TAREA INDICADA 1 -> Desplace en 127 cada coordenada de los puntos en las respuestas de los registros, comenzando por la línea que contiene "Task: mark the wooden" y continuando hasta el final de los registros, ambos extremos incluidos. Reproduzca todas esas líneas completas, con sus solicitudes.

A tanto llegó la onda de impacto nacida de la observación del ojo de la rana, que la obra de Humberto Maturana finalmente sentó las bases, de algún modo, de la tercera era de los estudios de la mente, a la que en un primer momento, como en el libro Conocer (1988) del mismo Francisco Varela, se le pone en relación con, por ejemplo, George Lakoff, o con el mismo Fernando Flores, bajo el ya mencionado nombre de “enacción””. De ahí que en ciertos círculos se hable hasta el día de hoy de la Escuela Chilena de las Ciencias Cognitivas.
Clive Thompson en un texto para The New York Times realiza una reflexión sobre el ya nombrado Norbert Wiener que bien le podría quedar a Maturana como explicación de su impacto público: “Para ser un científico verdaderamente famoso, debes tener un single exitoso. Einstein tenía E = mc2. Newton tenía la manzana y la gravedad. Incluso los científicos estrellas de rock menores tienen un logro brillante por el cual son conocidos, como la teoría del átomo de Niels Bohr. Pero hay otro tipo de científico que nunca se abre camino, generalmente porque aunque su descubrimiento es revolucionario, también es enloquecedor resumirlo en una oración simple o dos. Él nunca produce un hit pegadizo. Él es más como un influencer en la trastienda: su trabajo inspira a muchos otros innovadores que absorben la idea, producen innovaciones más fácilmente comprensibles y se vuelven más famosos de lo que su mentor podría haber soñado. Encuentra un influencer, y encontrarás a un hombre profundamente amargado”.

TAREA INDICADA 2 -> Traduzca al inglés esta oración del texto sobre la obra de Humberto Maturana: "De ahí que en ciertos círculos se hable hasta el día de hoy de la Escuela Chilena de las Ciencias Cognitivas."

DATOS DE TRABAJO ->

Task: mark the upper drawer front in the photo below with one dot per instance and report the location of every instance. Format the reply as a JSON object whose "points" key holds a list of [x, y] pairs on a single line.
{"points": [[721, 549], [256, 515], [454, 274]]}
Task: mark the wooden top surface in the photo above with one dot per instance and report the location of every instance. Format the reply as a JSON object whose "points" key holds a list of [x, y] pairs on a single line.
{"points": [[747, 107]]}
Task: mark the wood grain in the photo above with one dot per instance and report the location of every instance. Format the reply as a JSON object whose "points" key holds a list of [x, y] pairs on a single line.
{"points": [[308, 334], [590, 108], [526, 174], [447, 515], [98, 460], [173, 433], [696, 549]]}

RESULTADO COMPLETO 1 ->
Task: mark the wooden top surface in the photo above with one dot per instance and report the location of every instance. Format the reply as a JSON object whose "points" key holds a list of [x, y] pairs on a single line.
{"points": [[874, 234]]}
Task: mark the wood grain in the photo above with one dot per instance and report the location of every instance. Format the reply as a JSON object whose "points" key holds a list of [x, y] pairs on a single line.
{"points": [[435, 461], [717, 235], [653, 301], [574, 642], [225, 587], [300, 560], [823, 676]]}

RESULTADO COMPLETO 2 -> Hence, in certain circles, people still speak to this day of the Chilean School of Cognitive Sciences.